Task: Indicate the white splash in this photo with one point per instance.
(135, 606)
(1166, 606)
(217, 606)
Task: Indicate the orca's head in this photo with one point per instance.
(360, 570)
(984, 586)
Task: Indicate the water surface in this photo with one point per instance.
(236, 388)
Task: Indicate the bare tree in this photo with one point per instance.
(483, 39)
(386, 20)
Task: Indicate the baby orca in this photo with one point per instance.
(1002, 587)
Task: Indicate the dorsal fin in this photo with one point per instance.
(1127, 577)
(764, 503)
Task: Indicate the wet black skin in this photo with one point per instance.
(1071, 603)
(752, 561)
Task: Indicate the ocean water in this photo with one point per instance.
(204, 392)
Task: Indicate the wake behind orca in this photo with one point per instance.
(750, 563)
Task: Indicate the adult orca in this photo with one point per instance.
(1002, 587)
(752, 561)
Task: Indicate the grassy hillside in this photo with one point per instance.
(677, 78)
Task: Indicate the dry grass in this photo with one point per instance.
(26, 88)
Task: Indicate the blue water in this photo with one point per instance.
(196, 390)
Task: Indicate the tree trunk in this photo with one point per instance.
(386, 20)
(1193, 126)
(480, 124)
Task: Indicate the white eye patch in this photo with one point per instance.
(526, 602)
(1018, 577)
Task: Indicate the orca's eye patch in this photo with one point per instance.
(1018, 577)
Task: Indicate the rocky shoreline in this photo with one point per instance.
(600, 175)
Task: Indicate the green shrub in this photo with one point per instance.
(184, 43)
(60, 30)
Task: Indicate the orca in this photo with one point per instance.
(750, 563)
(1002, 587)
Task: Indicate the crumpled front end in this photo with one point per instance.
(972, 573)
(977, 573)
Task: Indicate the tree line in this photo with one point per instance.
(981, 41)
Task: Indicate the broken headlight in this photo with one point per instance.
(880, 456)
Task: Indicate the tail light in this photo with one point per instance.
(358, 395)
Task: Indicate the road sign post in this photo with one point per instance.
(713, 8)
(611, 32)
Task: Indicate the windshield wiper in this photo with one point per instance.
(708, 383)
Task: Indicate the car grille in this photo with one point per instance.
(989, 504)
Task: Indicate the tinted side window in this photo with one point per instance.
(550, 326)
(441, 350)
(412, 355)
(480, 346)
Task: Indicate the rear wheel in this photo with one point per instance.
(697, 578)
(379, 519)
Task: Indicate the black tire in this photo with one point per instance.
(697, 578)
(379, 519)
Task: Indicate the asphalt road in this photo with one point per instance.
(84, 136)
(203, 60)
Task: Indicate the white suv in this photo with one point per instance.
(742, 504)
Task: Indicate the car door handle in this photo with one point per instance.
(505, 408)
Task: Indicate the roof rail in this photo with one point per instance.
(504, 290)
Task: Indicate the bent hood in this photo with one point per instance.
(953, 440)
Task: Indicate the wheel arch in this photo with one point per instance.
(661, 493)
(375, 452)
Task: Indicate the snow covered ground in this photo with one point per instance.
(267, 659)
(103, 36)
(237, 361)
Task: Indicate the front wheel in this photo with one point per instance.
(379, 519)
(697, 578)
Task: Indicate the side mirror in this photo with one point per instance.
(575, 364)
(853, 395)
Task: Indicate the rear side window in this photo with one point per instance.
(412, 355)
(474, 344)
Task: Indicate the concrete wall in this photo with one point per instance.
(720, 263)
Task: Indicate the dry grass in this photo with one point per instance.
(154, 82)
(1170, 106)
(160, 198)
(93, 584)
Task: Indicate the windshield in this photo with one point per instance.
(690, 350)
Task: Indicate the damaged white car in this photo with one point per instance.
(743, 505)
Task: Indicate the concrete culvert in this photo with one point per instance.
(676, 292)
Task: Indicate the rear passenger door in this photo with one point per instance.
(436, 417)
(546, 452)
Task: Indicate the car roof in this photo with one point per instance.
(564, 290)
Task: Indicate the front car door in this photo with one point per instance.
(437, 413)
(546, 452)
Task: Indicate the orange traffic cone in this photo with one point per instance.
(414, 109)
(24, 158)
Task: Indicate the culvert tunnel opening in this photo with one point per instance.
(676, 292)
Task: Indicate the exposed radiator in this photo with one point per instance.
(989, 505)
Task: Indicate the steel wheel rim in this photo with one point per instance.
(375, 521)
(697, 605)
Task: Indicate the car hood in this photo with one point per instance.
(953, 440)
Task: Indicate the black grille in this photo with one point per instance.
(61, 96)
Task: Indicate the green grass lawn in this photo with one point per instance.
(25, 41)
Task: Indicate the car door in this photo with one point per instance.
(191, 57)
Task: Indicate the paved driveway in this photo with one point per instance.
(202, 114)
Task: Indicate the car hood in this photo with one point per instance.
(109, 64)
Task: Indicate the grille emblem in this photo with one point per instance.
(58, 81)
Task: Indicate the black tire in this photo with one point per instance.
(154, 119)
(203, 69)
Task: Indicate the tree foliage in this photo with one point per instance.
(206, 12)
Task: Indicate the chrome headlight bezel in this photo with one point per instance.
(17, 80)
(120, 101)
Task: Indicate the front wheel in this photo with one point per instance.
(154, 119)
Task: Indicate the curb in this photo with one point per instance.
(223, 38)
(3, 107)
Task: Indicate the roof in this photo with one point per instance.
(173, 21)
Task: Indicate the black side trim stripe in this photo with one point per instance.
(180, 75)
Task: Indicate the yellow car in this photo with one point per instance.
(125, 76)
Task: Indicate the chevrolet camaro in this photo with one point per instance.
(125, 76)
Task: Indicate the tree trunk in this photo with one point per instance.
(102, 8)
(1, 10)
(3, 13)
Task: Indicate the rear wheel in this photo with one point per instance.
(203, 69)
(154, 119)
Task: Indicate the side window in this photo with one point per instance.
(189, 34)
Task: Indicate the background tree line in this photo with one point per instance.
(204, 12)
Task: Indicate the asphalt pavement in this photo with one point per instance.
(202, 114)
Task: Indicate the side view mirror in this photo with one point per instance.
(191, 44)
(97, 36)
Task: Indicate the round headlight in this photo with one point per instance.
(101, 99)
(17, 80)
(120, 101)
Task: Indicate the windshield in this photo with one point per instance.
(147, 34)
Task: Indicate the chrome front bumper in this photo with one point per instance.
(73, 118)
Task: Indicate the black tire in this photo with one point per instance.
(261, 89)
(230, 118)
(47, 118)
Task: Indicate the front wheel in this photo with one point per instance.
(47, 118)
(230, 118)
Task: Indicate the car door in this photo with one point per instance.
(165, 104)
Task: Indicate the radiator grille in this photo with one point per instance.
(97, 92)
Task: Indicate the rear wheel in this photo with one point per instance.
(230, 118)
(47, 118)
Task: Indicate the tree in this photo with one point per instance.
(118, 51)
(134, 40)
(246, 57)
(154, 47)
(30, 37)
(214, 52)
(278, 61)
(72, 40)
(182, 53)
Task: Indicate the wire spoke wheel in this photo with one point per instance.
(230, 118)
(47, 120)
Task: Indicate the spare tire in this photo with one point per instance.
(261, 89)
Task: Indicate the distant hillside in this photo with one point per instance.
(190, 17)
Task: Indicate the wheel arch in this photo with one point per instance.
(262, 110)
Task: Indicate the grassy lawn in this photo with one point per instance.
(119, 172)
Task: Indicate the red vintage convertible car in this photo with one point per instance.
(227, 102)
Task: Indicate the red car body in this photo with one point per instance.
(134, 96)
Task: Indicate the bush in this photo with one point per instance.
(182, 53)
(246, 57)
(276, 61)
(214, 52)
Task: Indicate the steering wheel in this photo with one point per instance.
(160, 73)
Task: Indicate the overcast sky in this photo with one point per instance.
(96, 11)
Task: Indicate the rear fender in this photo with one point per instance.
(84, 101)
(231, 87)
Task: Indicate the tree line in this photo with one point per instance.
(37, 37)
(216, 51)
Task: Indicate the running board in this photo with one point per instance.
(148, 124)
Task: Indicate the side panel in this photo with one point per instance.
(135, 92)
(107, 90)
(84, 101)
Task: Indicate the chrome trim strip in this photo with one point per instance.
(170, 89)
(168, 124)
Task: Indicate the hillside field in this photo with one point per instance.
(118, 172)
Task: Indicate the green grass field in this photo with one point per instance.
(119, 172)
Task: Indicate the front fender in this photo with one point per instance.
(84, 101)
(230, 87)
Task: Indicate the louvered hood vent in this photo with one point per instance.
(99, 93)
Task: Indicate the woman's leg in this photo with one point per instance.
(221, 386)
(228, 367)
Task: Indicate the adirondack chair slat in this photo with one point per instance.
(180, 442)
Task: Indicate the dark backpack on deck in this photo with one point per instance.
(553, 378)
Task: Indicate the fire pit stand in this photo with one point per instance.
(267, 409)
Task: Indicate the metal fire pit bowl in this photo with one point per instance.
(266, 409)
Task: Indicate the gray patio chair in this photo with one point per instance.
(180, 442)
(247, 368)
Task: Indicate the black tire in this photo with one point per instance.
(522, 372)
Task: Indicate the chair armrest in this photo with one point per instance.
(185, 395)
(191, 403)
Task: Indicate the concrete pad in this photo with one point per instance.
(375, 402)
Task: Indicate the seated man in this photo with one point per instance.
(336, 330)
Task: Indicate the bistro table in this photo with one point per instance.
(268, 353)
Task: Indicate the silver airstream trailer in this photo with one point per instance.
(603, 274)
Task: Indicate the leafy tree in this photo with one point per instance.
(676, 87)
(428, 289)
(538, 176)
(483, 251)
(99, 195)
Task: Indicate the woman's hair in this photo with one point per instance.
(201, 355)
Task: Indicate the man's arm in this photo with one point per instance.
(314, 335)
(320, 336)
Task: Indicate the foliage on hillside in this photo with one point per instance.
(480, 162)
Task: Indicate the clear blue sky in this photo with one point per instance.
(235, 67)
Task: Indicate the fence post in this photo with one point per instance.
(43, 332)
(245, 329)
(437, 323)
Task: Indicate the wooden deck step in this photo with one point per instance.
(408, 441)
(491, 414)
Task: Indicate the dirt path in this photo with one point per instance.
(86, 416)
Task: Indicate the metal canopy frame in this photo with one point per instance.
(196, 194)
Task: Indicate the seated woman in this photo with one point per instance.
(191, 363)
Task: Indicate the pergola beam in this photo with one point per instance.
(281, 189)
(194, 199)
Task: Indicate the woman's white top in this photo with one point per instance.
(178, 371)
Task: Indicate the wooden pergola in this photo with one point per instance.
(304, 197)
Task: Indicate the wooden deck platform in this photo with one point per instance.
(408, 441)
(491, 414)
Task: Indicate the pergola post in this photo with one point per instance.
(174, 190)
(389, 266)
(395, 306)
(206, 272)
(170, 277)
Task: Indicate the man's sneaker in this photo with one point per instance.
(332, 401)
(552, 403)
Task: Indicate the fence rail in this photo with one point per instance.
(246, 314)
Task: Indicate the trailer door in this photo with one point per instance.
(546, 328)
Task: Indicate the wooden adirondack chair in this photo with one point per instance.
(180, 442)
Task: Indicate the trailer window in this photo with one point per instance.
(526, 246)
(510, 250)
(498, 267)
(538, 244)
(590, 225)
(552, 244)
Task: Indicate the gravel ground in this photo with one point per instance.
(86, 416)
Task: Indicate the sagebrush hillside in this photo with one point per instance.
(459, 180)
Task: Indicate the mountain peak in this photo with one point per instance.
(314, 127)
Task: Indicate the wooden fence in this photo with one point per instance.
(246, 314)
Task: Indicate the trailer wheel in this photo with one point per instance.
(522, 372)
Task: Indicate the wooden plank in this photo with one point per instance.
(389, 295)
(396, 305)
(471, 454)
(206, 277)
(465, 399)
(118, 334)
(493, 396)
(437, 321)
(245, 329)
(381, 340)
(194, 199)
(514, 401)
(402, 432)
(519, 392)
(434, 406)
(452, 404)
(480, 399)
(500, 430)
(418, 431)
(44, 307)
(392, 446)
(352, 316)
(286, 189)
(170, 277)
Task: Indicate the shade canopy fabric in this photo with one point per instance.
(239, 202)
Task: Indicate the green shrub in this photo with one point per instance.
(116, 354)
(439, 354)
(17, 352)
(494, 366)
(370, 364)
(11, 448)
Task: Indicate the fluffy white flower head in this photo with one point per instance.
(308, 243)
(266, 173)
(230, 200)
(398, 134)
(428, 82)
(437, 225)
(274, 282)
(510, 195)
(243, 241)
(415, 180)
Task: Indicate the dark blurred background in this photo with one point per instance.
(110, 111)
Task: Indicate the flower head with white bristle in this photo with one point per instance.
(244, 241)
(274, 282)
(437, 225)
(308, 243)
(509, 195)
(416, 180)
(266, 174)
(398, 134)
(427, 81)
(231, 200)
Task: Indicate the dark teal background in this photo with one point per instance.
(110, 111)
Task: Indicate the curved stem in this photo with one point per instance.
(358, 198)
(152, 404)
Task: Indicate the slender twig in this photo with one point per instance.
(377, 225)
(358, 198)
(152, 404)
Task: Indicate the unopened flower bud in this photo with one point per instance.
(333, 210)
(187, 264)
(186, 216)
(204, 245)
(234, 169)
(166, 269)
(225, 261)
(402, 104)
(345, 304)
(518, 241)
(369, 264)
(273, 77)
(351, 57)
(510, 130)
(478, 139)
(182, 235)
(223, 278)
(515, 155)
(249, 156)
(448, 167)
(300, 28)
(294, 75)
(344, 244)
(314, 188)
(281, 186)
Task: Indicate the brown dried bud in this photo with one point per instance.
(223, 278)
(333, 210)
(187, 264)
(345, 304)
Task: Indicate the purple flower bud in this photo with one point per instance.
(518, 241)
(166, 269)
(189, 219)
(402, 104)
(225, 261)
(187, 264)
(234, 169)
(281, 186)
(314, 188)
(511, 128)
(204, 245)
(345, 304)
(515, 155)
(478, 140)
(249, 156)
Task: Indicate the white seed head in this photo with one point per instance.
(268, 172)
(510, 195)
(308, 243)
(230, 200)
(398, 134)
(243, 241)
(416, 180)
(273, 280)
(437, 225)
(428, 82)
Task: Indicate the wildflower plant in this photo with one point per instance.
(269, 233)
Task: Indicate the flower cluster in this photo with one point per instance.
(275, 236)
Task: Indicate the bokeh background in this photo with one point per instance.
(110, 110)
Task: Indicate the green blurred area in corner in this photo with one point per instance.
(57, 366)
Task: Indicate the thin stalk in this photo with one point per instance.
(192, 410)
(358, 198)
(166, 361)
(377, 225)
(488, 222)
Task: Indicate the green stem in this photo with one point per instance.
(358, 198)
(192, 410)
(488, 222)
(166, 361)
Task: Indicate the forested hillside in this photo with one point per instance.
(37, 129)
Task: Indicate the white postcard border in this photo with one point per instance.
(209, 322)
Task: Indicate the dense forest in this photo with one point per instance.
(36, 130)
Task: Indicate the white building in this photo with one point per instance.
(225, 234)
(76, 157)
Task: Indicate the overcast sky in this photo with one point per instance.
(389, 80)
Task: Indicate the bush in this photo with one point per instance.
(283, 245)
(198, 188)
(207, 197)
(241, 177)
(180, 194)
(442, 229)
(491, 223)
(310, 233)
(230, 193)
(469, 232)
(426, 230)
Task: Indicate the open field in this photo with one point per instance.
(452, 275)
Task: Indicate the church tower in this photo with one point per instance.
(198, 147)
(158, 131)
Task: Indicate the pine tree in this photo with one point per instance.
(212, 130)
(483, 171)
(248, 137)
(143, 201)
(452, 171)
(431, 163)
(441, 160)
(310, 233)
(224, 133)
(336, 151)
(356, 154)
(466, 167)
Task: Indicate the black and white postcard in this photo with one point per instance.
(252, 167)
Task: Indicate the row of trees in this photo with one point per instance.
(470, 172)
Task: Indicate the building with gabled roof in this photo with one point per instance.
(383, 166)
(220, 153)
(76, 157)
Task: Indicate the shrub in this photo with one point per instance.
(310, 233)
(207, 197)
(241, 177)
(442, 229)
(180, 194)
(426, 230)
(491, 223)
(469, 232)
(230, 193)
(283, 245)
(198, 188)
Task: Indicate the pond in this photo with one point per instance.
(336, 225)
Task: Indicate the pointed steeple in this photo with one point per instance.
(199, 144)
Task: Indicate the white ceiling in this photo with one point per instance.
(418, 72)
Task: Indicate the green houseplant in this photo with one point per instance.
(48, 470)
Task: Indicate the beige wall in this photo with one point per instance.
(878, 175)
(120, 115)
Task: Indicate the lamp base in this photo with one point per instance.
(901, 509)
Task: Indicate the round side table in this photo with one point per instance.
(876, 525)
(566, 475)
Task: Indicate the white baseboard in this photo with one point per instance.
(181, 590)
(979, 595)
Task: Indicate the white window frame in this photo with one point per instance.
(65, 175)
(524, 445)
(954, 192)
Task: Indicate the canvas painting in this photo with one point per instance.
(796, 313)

-- Objective --
Take the lines from the one containing "Task: Indicate the building" to the last line of the material above and write them out exactly.

-- Answer to the exercise --
Task: Indicate the building with gabled roof in this photo with one point per instance.
(383, 166)
(220, 153)
(76, 157)
Task: Indicate the shrub in this photo with one point per instance.
(310, 233)
(207, 197)
(241, 177)
(442, 229)
(180, 194)
(426, 230)
(491, 223)
(469, 232)
(230, 193)
(283, 245)
(198, 188)
Task: Indicate the pond in this photo with one point per instance.
(336, 225)
Task: Indicate the pointed steeple in this photo with one point per instance.
(199, 144)
Task: Indicate the white ceiling in this photo with one point per instance.
(418, 72)
Task: Indicate the green houseplant in this photo with one point per instance.
(48, 470)
Task: Indicate the beige wall in this photo with one point per instance.
(878, 175)
(120, 115)
Task: Indicate the lamp base in this photo with one point per instance.
(901, 509)
Task: Indicate the round side table in this photo with one point per instance.
(876, 525)
(566, 475)
Task: Indicate the white baseboard in this photo with one point per instance.
(181, 590)
(979, 595)
Task: Indicate the white window frame in this photo with one point per instance.
(65, 175)
(524, 445)
(954, 192)
Task: Indicate the canvas painting in this photo with one point per instance.
(796, 313)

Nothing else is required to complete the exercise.